SELECTED EXCERPT:

★ ★ ★

# Swaying Zombie 2013



## discozombie (Jun 21, 2012)

New prop for 2013. Swaying zombie prop using a wiper motor for the movement, tstraub's 4 ch prop controller with a PIR trigger. The head is a cosmetology student head, I'm still on the fence if I should add hair or not.

Sorry about the video, its hard to shoot video, trigger the prop and turn off the lights by yourself. My wife and kids wont go into the basement since "Brad" has show up. (the cosmetology head read "Mr. Brad" on the neck)


----------



## jdubbya (Nov 6, 2005)

Fantastic! Love the movement. The head and hands are great. Personally I would leave the head as is. Looks more menacing w/o hair. Good job on the sound track as well. Any pics of the mechanism?


----------



## Bone Dancer (Oct 7, 2005)

Totally agree, excellent movement and yes, need to see the guts of this guy.


----------



## CreeepyCathy (Mar 28, 2009)

great job!!! LOVE the movement!


----------



## CrazedHaunter (Nov 18, 2012)

Great job.


----------



## Pumpkin5 (Aug 8, 2010)

:jol: DZ that is so cool! Brad looks bad to the bone. (I kind of get why your wife and kids are leery of him.)


----------



## RoxyBlue (Oct 6, 2008)

Bald guys can be zombies, too

The movement is really good on this guy, and I like the texturing on the face.


----------



## Hairazor (Mar 13, 2012)

You did a great job of putting this together, long may Brad scare! No hair needed!


----------



## discozombie (Jun 21, 2012)

Since this is the showroom, Ill make a new post to show the guts. http://www.hauntforum.com/showthread.php?p=755761#post755761


----------



## FastEddie33 (Aug 16, 2013)

Very cool!!..great job, love the movement!!


----------



## hpropman (Jul 27, 2008)

Nicely done and I agree leave the hair off


----------



## ~Hexxis~ (Jul 31, 2013)

It's amazing what you guys are coming up with. Ya know what they say... " One man's trash is another man's Halloween prop."... or is it another man's potpourri...? I can never remember.


----------



## morgan8586 (Aug 30, 2006)

Great job!!!


----------



## strynite (Jul 28, 2013)

Nice prop and great job on the movement!


----------



## Nrthrnstr (Jul 23, 2013)

Awesome!


----------



## davensj (Nov 21, 2012)

This is nice! Great job!


----------



## The Watcher (Sep 13, 2008)

That is one cool prop.


----------

★ ★ ★

Dataset records on where objects are located
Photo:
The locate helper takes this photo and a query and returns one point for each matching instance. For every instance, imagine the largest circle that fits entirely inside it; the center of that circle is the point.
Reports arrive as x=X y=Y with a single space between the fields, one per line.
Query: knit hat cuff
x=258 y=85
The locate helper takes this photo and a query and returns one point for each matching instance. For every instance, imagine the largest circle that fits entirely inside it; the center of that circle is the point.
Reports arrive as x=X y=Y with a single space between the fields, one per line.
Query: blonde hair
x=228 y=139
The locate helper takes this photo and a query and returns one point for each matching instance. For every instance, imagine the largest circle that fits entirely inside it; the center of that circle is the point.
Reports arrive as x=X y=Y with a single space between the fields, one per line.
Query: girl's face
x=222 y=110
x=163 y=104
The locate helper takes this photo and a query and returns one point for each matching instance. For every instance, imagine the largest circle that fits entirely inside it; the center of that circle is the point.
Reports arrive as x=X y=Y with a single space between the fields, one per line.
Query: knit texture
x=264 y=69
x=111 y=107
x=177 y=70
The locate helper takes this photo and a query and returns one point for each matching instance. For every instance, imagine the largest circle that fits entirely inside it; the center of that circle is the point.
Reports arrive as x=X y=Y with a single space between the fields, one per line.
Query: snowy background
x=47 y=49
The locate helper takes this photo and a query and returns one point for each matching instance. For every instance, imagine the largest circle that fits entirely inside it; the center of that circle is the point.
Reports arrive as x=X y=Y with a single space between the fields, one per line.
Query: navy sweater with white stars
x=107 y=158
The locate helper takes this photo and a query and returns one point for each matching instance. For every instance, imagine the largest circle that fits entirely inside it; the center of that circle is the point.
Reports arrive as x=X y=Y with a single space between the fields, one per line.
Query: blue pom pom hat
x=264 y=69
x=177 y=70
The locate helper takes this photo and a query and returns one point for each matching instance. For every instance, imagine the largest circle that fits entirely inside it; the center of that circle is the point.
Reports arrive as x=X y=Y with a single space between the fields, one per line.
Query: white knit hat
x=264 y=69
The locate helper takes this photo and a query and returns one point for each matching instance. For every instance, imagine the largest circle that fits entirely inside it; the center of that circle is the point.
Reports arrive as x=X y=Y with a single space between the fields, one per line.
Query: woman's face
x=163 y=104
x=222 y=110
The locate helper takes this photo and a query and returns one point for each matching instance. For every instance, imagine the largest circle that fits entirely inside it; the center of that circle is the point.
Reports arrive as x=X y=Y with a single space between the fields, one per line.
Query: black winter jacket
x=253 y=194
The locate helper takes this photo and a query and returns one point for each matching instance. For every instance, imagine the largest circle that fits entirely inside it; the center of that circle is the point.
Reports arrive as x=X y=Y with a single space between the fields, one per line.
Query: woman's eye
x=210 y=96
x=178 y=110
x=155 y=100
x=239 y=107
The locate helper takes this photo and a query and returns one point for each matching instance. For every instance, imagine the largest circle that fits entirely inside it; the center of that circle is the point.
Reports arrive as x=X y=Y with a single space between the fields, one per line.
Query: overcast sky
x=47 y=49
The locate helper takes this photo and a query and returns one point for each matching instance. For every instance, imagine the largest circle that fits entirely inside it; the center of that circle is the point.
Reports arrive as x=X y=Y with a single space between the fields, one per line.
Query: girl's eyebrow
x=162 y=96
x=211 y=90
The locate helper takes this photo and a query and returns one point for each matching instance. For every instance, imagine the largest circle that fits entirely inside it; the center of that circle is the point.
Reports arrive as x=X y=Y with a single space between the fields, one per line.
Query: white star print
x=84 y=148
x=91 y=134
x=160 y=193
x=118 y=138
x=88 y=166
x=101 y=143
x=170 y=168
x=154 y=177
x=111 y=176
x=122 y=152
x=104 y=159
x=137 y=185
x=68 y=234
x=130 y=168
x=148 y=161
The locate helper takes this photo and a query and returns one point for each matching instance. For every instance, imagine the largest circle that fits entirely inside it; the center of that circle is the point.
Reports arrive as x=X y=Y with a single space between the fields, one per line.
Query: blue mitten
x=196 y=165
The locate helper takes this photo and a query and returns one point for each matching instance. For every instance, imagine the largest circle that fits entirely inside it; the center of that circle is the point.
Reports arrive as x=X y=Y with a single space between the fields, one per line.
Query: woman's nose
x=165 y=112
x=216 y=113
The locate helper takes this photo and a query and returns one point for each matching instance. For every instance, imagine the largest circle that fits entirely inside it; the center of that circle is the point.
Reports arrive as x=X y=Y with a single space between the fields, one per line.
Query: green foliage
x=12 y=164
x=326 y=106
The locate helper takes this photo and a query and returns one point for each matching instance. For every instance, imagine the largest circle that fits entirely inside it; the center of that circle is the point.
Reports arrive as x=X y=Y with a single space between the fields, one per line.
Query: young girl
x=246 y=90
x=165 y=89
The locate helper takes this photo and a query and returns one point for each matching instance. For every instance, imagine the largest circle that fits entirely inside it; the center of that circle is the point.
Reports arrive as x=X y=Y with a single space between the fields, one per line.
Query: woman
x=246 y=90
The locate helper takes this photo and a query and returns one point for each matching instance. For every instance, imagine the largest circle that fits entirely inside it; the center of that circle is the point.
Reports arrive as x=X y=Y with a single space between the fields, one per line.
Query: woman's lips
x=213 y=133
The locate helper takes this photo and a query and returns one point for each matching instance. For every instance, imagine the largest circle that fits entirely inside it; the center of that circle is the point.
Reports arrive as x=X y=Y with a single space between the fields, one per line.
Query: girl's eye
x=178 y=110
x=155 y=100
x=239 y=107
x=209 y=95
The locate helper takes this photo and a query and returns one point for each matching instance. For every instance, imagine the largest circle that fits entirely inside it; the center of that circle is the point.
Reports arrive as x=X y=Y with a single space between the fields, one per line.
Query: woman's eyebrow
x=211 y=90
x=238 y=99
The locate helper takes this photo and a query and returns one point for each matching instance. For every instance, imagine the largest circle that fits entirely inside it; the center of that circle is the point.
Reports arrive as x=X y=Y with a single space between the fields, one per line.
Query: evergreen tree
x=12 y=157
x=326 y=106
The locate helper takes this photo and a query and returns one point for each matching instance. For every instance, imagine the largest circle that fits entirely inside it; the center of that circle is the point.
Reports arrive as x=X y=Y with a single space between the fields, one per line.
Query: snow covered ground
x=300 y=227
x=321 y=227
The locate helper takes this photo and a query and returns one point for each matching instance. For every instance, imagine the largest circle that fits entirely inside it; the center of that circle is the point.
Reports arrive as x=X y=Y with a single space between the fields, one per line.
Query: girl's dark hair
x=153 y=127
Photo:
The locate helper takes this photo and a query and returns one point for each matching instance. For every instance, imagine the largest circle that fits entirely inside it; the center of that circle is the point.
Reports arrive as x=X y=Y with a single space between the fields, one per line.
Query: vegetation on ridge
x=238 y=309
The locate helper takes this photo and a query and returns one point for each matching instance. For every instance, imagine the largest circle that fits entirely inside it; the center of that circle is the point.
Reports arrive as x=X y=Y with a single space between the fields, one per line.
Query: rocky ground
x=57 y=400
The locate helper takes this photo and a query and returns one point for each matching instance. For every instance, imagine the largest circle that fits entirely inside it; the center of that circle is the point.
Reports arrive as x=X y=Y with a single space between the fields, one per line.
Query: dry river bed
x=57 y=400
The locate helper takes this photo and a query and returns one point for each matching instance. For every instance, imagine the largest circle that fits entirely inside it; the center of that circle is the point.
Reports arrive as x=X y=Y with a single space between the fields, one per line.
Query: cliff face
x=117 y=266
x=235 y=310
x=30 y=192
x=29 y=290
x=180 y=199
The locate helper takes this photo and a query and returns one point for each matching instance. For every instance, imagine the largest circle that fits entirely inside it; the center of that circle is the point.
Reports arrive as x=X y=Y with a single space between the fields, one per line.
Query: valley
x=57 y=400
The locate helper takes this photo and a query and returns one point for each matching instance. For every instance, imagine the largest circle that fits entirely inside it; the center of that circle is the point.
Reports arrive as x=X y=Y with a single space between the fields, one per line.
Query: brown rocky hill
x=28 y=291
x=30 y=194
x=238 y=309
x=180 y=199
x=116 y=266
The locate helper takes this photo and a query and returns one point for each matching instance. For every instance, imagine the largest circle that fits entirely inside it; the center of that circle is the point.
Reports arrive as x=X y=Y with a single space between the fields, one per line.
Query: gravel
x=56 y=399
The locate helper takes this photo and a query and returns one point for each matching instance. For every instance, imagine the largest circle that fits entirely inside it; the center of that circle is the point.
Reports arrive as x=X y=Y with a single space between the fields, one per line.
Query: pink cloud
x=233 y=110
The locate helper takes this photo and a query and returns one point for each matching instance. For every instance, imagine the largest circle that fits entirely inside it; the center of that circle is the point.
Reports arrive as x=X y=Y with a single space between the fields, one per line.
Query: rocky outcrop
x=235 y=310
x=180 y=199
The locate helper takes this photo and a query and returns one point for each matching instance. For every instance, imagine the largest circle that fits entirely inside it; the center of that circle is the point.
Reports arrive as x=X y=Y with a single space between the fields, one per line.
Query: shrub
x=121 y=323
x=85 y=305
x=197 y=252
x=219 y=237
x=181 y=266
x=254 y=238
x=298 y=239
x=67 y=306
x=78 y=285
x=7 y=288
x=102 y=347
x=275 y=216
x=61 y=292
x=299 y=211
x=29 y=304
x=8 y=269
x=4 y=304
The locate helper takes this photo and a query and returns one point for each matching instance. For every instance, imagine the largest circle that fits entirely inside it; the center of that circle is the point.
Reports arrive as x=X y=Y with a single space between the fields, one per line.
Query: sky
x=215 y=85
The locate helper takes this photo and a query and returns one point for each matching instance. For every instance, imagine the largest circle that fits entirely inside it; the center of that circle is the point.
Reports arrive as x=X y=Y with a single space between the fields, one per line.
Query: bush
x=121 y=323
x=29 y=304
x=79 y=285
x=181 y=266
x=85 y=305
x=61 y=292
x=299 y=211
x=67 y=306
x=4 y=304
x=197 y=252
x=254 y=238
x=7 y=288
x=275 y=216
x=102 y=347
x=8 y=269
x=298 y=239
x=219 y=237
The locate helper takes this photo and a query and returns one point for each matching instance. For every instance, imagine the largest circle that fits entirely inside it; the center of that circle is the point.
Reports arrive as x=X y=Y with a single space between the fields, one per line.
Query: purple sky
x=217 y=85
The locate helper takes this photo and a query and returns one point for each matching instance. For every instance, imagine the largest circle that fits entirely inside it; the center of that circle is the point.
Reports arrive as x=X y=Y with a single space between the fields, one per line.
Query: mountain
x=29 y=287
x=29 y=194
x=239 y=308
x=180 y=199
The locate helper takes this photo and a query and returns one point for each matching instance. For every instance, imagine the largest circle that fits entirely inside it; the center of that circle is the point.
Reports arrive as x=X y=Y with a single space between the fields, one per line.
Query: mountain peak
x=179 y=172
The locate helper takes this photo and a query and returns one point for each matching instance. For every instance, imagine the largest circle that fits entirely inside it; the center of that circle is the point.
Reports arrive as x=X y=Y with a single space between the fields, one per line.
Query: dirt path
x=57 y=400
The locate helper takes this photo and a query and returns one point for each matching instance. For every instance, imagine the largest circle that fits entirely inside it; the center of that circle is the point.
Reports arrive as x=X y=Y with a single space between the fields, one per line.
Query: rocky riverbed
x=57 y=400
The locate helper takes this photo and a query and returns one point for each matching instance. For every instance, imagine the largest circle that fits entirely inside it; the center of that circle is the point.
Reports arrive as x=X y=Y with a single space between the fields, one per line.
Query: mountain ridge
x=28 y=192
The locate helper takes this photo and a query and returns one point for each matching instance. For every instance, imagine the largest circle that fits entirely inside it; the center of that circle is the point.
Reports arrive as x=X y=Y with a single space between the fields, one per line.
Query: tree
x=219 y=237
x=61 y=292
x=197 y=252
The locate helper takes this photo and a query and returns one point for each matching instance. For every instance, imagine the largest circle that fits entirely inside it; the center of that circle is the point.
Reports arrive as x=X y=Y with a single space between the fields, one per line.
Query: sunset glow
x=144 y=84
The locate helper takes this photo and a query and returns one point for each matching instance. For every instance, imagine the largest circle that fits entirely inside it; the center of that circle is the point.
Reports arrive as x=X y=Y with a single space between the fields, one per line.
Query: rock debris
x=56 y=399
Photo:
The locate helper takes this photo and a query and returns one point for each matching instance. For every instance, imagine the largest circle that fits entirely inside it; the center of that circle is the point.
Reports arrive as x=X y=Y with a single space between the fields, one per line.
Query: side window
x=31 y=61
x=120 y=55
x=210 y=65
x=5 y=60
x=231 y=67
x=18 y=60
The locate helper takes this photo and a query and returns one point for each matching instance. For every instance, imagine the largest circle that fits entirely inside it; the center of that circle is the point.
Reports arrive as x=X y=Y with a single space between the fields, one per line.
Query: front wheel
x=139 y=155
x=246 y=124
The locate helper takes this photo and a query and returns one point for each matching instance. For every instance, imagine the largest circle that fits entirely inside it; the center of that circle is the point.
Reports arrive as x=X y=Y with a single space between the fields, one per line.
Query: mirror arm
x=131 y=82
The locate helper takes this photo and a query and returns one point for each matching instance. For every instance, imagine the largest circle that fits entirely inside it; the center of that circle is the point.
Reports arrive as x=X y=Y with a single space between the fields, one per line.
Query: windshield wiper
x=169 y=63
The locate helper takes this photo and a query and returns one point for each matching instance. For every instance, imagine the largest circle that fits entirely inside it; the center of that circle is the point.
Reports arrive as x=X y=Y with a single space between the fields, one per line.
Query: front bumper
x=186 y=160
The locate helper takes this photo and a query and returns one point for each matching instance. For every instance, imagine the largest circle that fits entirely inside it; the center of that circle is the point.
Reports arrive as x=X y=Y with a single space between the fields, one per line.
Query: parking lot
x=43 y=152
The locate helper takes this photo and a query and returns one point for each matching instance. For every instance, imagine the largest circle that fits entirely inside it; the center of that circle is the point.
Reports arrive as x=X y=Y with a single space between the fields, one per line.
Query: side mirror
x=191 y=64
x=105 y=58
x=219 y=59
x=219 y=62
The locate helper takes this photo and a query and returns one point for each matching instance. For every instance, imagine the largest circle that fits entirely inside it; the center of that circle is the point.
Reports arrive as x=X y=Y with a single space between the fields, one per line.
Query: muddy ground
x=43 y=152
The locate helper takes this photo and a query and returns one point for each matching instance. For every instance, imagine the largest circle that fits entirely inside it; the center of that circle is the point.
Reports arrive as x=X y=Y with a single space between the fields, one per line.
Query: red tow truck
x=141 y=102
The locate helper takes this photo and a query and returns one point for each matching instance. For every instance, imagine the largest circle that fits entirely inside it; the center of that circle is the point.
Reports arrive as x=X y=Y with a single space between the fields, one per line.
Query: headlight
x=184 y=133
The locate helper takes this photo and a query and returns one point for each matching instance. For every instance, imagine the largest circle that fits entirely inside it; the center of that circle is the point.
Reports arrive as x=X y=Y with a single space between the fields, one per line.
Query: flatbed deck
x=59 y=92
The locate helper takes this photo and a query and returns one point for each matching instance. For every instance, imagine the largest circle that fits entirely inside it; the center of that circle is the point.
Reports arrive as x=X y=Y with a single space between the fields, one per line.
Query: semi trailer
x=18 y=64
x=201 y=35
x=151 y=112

★ ★ ★

TASK LIST:
1) List the parts that the opening post of the Swaying Zombie 2013 thread names as making up the prop.
2) Output everything in the Swaying Zombie 2013 thread from "It's amazing what" down to "(Aug 30, 2006)", unchanged.

ANSWERS FOR THE TASKS:
1)
- a wiper motor for the movement
- tstraub's 4 ch prop controller
- a PIR trigger
- a cosmetology student head

2)
It's amazing what you guys are coming up with. Ya know what they say... " One man's trash is another man's Halloween prop."... or is it another man's potpourri...? I can never remember.


----------



## morgan8586 (Aug 30, 2006)